WHAT IS ASKED —
Please convert the rows, starting at the line that contains "Return one point per instance of the large" and ending at the last row, both included, into a JSON list of strings with one string per line and blank lines left out.

[Data listing]

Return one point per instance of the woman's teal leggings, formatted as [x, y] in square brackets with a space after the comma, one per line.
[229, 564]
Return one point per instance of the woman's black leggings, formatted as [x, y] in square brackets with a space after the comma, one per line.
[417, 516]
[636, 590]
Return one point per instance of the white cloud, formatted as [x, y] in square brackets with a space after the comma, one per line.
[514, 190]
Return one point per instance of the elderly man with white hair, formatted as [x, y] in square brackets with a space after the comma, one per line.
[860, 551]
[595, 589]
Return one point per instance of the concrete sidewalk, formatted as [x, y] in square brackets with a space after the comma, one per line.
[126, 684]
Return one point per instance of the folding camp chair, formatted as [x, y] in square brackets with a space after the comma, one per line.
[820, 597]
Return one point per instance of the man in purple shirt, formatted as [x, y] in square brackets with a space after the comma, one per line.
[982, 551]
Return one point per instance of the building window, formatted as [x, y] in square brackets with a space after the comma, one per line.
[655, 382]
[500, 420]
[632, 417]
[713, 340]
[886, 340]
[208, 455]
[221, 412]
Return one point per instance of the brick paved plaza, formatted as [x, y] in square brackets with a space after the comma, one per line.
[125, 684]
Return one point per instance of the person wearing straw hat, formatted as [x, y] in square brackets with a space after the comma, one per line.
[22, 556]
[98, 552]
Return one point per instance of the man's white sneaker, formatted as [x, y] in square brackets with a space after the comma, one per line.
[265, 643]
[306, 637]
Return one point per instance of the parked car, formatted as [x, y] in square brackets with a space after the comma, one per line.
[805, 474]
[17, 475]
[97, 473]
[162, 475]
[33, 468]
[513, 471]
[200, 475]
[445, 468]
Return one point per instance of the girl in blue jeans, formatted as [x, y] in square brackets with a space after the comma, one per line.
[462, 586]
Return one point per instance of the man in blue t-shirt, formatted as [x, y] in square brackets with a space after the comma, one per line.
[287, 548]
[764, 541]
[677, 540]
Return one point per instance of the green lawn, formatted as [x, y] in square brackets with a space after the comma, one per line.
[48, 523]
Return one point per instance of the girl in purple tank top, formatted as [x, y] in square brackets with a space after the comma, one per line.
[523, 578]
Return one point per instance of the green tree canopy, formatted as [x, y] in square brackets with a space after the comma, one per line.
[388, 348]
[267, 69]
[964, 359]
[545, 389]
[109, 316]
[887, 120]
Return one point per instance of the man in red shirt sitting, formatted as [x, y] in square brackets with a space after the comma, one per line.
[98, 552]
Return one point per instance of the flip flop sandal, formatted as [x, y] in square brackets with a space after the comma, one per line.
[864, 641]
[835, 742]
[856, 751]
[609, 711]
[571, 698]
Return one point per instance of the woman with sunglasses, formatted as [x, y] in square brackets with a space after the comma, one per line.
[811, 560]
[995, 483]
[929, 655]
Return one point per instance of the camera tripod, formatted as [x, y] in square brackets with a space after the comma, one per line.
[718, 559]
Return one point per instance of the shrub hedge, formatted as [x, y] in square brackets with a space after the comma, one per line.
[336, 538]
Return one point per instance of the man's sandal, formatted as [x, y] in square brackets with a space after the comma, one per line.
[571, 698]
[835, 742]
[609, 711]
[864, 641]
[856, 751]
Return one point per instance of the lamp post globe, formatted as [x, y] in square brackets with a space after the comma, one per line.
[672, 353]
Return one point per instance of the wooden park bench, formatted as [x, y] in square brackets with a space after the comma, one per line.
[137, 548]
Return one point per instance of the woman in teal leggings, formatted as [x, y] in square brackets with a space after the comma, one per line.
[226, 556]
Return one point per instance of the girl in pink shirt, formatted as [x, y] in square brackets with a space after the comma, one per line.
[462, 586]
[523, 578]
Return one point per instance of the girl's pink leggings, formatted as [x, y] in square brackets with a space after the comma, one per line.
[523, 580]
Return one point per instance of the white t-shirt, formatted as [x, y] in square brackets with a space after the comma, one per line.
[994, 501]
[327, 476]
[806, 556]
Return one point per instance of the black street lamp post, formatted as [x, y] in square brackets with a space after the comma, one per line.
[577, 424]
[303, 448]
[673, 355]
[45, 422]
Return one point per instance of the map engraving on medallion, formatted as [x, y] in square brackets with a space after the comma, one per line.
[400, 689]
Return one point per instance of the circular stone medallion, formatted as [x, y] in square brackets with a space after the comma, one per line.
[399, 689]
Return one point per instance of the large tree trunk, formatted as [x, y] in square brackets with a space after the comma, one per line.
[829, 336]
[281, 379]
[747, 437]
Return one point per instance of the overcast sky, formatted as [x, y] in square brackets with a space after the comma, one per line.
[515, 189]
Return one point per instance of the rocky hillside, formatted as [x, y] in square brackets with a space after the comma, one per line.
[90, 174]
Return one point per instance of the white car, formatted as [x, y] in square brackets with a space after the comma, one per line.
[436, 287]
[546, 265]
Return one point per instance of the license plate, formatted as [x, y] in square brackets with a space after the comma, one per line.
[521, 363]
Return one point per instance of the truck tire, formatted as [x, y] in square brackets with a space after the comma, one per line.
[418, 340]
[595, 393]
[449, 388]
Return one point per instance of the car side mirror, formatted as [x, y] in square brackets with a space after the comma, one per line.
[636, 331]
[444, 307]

COMPLETE RESPONSE —
[
  "Return one point per instance of the large tree trunk, formatted as [x, y] in square brackets with a space after the comma, one per line.",
  "[829, 336]",
  "[281, 379]",
  "[747, 437]",
  "Return one point per instance of the overcast sky, formatted as [x, y] in square brackets with a space after the comma, one per line.",
  "[515, 189]",
  "Return one point per instance of the rocky hillside, formatted as [x, y] in square brackets with a space after the comma, one per line.",
  "[90, 174]",
  "Return one point per instance of the white car, formatted as [x, y] in square brackets with a space after the comma, one per line.",
  "[436, 287]",
  "[546, 265]",
  "Return one point per instance of the license plate, formatted as [x, y] in square brackets with a space after the comma, one per line.",
  "[521, 363]",
  "Return one point per instance of the truck tire, formatted as [x, y] in square brackets with a space after the comma, one per line.",
  "[418, 340]",
  "[595, 393]",
  "[449, 388]",
  "Return one point per instance of the car side mirror, formatted as [x, y] in square brackets with a space after the comma, one per line.",
  "[636, 331]",
  "[444, 307]"
]